What you should do: Judge each statement against the blog post below about the newborn: 1. The writer's heartburn went away instantly. 2. Dan had changed diapers before the baby arrived. 3. The family called the hospital on their first night home. For each, answer yes or no and quote the deciding words from the post.

If I’d had any clue about how much I’d love this little girl from the moment she was born, I probably would have spent a lot less time worrying/obsessing about everything that could go wrong, how horrible it would be, and caring about things like whether or not my pedicure would be looking good while I was in labor. I guess it’s all about what you can control during times like that.

Overall, I feel really good. My heartburn went away instantly, which is a huge relief. I do feel fairly sore, but I guess that comes with the territory when you have a human being emerge from your body. I’ve been a little weepy from time to time, in the “I’m so happy” sort of way. Yesterday the tears started when she was sleeping on my chest and I smelled her fuzzy little head. She is amazingly cute even when she’s red-faced and screaming, although it breaks my heart to hear her cry and not be able to make it stop immediately.

We’re getting the hang of the parenting thing and starting to figure out her schedule, what she likes (eating, sleeping) and doesn’t like (hats, diaper changes). We called the hospital our first night home because she’d already been fed, burped, changed, was in clean clothes, and was screaming herself hoarse – it turned out she just wanted to eat more. Rookie mistake!

Dan is absolutely amazing with her. He’d never even changed a diaper before she came along, and now he’s volunteering to do even the poopy ones. He washes her bottles, brings me water and plates of food, insists I nap while he takes care of her (something I’m really bad at – right now I want to hold her constantly). I was worried about how he’d do with the sleep deprivation thing, but so far he’s been a trooper. I think he was surprised by the instant love he felt for her as well. He’s absolutely smitten. I catch him staring at her little fingers and toes and smiling, and he looks so happy when he holds her. Right now he’s napping on the couch with baby napping on his chest, and it’s just the most heart-melting thing I’ve ever seen.

Breastfeeding isn’t going well at all, unfortunately. She wouldn’t latch on in the hospital, so one of the nurses got me a nipple shield. That didn’t do much because I don’t seem to be producing any colostrum (or at least any that will come out), so I met with two lactation consultants at the hospital during our stay. We’re feeding her formula through a Medela/Haberman special needs bottle, and I have to “trick” her into practice breastfeeding using the nipple shield along with a syringe of formula and a little tube that goes down into the shield. Oh, and I’m supposed to pump three times a day to try to get my milk to come in. Why did no one ever tell me that pumping feels a lot like having your nipples pinched over and over and over again? Ooof. Hopefully it’ll all work itself out, because I was really hoping to BF. But if not, at least she’s growing and perfectly happy with her current method of eating.


After this insanely long post, I can summarize by saying that there just aren't words to describe how much we love this little girl. Welcome to the world, Olivia Kate.

6 comments:

Anonymous said...

omg. Beautiful. Congrats, Mommy! And welcome to the world, Olivia!

Heidi said...

She is simply beautiful!! Congrats Katie!!! (and Dan)

Meribeth said...

congratulations, katie!!

i had to use the SNS w/liam...if you have questions you can always email me.

i'm so happy for you!

Kathleen said...

I linked over from the NOB...

What a great story! I loved reading it. Congratulations to you and your husband, and welcome, Olivia!

Danielle said...

What a beautiful story! I am so glad things went well for you. Your daughter is precious and beautiful and just perfect!

A said...

Over from the Nob too. She's beautiful - congrats to you and your family!!

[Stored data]
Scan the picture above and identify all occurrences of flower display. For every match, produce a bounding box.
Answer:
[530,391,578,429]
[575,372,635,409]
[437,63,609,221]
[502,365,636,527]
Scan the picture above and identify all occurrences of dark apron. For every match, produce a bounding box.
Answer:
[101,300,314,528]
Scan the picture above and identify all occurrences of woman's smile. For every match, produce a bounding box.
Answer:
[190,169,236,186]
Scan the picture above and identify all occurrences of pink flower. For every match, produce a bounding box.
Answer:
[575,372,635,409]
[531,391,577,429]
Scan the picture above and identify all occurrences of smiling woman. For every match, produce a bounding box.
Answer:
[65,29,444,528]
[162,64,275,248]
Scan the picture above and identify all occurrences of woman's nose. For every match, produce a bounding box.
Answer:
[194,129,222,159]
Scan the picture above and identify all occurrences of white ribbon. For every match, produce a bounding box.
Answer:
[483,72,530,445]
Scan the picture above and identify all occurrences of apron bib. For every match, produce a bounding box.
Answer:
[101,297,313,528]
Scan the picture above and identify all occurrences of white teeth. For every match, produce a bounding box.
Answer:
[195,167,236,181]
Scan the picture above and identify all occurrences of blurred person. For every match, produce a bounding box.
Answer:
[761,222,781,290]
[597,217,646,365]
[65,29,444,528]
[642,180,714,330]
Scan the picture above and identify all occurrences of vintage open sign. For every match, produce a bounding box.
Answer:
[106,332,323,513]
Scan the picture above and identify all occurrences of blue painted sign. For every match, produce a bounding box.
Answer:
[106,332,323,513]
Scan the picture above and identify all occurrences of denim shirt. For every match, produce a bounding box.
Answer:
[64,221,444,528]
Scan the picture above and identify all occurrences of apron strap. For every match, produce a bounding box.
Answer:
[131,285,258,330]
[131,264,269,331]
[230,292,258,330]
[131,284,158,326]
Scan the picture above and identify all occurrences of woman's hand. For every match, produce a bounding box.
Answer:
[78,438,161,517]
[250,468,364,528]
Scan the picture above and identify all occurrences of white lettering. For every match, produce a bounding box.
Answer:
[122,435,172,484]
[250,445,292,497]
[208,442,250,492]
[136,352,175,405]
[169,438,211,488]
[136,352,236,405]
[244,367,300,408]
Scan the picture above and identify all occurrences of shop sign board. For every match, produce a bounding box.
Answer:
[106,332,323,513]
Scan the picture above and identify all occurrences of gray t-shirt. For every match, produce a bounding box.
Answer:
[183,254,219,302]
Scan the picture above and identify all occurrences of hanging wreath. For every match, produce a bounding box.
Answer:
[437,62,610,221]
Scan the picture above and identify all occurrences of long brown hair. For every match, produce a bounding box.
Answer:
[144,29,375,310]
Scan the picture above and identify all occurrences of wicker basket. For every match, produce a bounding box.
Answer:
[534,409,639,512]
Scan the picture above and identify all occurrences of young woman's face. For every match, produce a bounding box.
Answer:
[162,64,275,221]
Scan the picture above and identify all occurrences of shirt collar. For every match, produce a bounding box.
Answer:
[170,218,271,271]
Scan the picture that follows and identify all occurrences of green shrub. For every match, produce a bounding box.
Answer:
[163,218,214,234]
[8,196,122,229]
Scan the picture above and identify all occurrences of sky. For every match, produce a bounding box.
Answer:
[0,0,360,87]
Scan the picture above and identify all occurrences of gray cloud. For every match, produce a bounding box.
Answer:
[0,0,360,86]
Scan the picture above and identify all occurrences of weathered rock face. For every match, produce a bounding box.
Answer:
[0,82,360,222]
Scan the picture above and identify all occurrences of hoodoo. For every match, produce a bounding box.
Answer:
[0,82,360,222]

Problem solution:
1. Yes: "My heartburn went away instantly"
2. No: "He’d never even changed a diaper before she came along"
3. Yes: "We called the hospital our first night home"